■ Written instruction ■
Retype the passage from the Franklin H. Giddings page below, starting at "Franklin Henry GiddingsFranklin" and ending at "produced statistical surveys.".

Franklin H. Giddings

Last Updated: March 18, 2024

Franklin Henry Giddings

March 23, 1855 — June 11, 1931

“Sociology enables us to attempt a rational and constructive criticism of our social values, and to combine them in a realizable social ideal.” –F.H. Giddings

Franklin Henry GiddingsFranklin Giddings was born in Sherman, Connecticut, the child of a minister who died while Giddings was a student at Union College, forcing him to drop out for economic reasons. After leaving college, Giddings worked as a journalist and also served in many capacities in associations for economics in the early years of social science publications. During the 1880’s Giddings was actively engaged with issues of inequality, inflation, and wages. He worked with John Bates Clark and the Massachusetts Bureau of Labor Statistics, which, along with other state bureaus and eventually a federal bureau, did numerous studies of social and economic topics using a variety of methods, but largely produced statistical surveys.

■ Data ■
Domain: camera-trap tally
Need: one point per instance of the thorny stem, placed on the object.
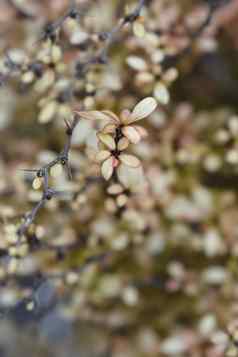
(63, 157)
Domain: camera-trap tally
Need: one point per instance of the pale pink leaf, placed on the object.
(131, 134)
(143, 109)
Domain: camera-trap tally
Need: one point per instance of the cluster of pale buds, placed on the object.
(118, 134)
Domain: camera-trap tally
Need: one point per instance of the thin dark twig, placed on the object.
(173, 59)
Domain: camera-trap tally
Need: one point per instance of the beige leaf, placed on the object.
(107, 140)
(107, 168)
(130, 160)
(136, 63)
(143, 109)
(102, 155)
(93, 114)
(123, 144)
(111, 115)
(132, 134)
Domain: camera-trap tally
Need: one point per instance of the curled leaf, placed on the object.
(92, 115)
(107, 168)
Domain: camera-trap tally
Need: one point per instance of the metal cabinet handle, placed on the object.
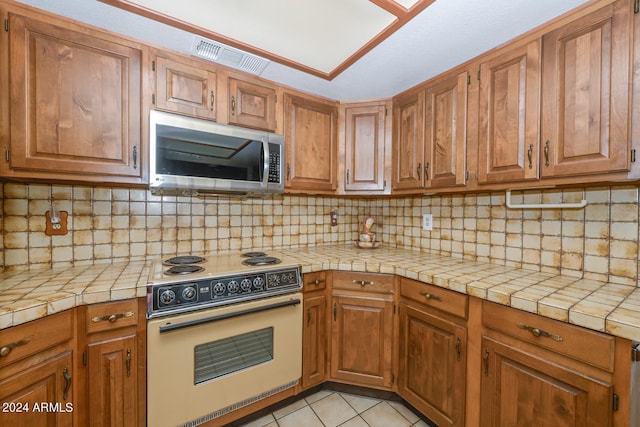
(112, 317)
(485, 362)
(135, 157)
(5, 350)
(67, 383)
(539, 332)
(128, 362)
(546, 152)
(429, 296)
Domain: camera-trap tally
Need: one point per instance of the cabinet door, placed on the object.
(365, 130)
(585, 94)
(361, 340)
(519, 389)
(311, 144)
(432, 365)
(446, 132)
(509, 115)
(75, 104)
(112, 383)
(252, 105)
(186, 89)
(39, 396)
(314, 341)
(408, 141)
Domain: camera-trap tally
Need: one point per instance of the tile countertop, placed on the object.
(601, 306)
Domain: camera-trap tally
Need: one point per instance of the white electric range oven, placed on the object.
(223, 332)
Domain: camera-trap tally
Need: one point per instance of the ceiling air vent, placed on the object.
(229, 56)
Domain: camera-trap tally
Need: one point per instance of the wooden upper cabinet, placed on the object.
(311, 143)
(252, 105)
(585, 94)
(75, 104)
(446, 132)
(365, 132)
(509, 115)
(408, 141)
(185, 88)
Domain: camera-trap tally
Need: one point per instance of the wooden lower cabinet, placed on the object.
(432, 353)
(112, 359)
(534, 372)
(315, 345)
(362, 340)
(432, 365)
(37, 377)
(40, 395)
(521, 389)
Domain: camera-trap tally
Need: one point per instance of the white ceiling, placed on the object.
(445, 34)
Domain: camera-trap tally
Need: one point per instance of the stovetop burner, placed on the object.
(184, 269)
(261, 260)
(253, 254)
(184, 259)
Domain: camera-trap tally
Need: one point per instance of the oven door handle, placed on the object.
(175, 326)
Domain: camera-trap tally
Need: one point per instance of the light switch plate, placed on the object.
(427, 222)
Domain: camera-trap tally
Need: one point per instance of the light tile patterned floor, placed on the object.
(327, 408)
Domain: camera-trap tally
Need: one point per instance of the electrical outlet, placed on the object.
(427, 222)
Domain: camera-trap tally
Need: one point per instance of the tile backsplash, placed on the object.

■ Exercise result ■
Franklin Henry GiddingsFranklin Giddings was born in Sherman, Connecticut, the child of a minister who died while Giddings was a student at Union College, forcing him to drop out for economic reasons. After leaving college, Giddings worked as a journalist and also served in many capacities in associations for economics in the early years of social science publications. During the 1880’s Giddings was actively engaged with issues of inequality, inflation, and wages. He worked with John Bates Clark and the Massachusetts Bureau of Labor Statistics, which, along with other state bureaus and eventually a federal bureau, did numerous studies of social and economic topics using a variety of methods, but largely produced statistical surveys.